Requirements | Revise the listing below so that every "pin" becomes "point", leaving everything else unchanged.

Recorded data |
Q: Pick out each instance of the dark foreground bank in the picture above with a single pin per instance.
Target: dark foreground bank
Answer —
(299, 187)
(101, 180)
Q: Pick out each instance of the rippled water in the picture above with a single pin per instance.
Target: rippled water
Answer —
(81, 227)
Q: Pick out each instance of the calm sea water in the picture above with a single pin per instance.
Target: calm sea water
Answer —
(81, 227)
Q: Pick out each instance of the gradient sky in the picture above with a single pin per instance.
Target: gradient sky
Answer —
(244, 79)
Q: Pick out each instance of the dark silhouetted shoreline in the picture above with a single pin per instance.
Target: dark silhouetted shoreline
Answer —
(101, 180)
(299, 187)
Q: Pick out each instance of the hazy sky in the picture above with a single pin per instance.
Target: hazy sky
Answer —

Output for this task |
Q: Pick out each instance of the dark foreground bank in the picture above with a single point per instance.
Target: dark foreground bank
Answer —
(299, 187)
(101, 180)
Q: Pick out each instance of the rippled water in the picture above with a single point per instance.
Target: rippled water
Answer —
(81, 227)
Q: Pick out each instance of the calm sea water in the picture above with a single point per instance.
Target: calm sea water
Answer —
(81, 227)
Q: Pick out each instance of the gradient sky in the picture above with a single point per instance.
Target: gradient sky
Answer —
(244, 79)
Q: Pick out each instance of the dark silhouetted shoreline in the picture above with a single point per instance.
Target: dark silhouetted shoreline
Answer —
(101, 180)
(299, 187)
Q: Pick out each instance of the hazy sky in the picture above with a single point per instance.
Target: hazy sky
Answer —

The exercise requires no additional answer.